● Seitentext:
# # #

Klippschule der Revoluzzer

von Harald Raab

Mannheim, 20. Juni 2017. "Ihr habt wirklich nichts verstanden", stöhnt gegen Schluss der Aufführung Anja Dargatz. Im richtigen Leben ist sie Landesvertreterin der Friedrich-Ebert-Stiftung in Bolivien. Bei den Schillertagen am Mannheimer Nationaltheater tritt sie in "Demetrius (Exporting Freedom)" als mitwirkende Politikberaterin und gestrenge Seminarleiterin auf. Und sie hat wahrscheinlich recht: Denn es wird dem Publikum bei dieser mit der Mannheimer Bürgerbühne erarbeiteten Adaption des schillerschen Demetrius-Fragments nicht leicht gemacht.

Da ist zunächst die sinistre russische Mord-und-Totschlags-Geschichte um Zar Boris Gudonow und den scheiternden Möchtegern-Zarewitsch Demetrius. Durch Betrug will letzterer an die Macht kommen – mit der oberfaulen, sattsam bekannten Begründung, es geschehe alles nur zum Wohl des Volkes. Am Ende ist er selbst nur die manipulierte Schachfigur im perfiden Spiel polnischer Eliten um Macht und Besitz im russischen Reich.

# # #

● Gegebene Daten:
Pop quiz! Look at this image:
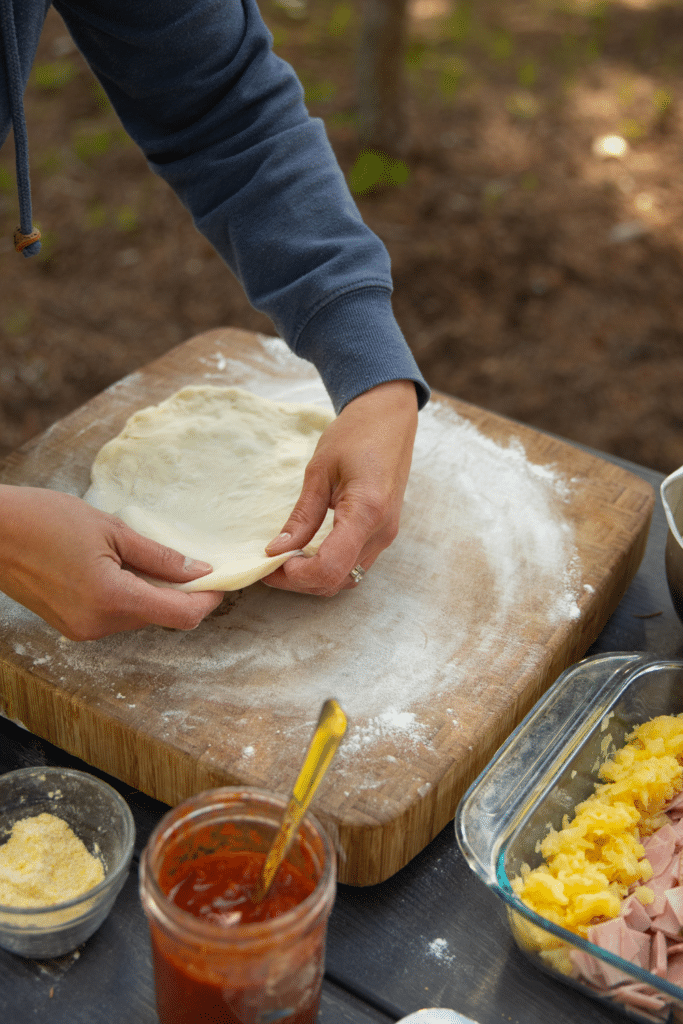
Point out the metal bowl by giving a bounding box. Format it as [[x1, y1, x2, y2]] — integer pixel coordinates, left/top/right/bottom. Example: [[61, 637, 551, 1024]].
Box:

# # #

● Aufgabe: Gib aus der Besprechung der Mannheimer Demetrius-Aufführung den Abschnitt von "von Harald Raab" bis einschließlich "nicht leicht gemacht." wortgetreu wieder. Maßgeblich ist allein der Text, nicht die Zeilen.

● Ergebnis:
von Harald Raab

Mannheim, 20. Juni 2017. "Ihr habt wirklich nichts verstanden", stöhnt gegen Schluss der Aufführung Anja Dargatz. Im richtigen Leben ist sie Landesvertreterin der Friedrich-Ebert-Stiftung in Bolivien. Bei den Schillertagen am Mannheimer Nationaltheater tritt sie in "Demetrius (Exporting Freedom)" als mitwirkende Politikberaterin und gestrenge Seminarleiterin auf. Und sie hat wahrscheinlich recht: Denn es wird dem Publikum bei dieser mit der Mannheimer Bürgerbühne erarbeiteten Adaption des schillerschen Demetrius-Fragments nicht leicht gemacht.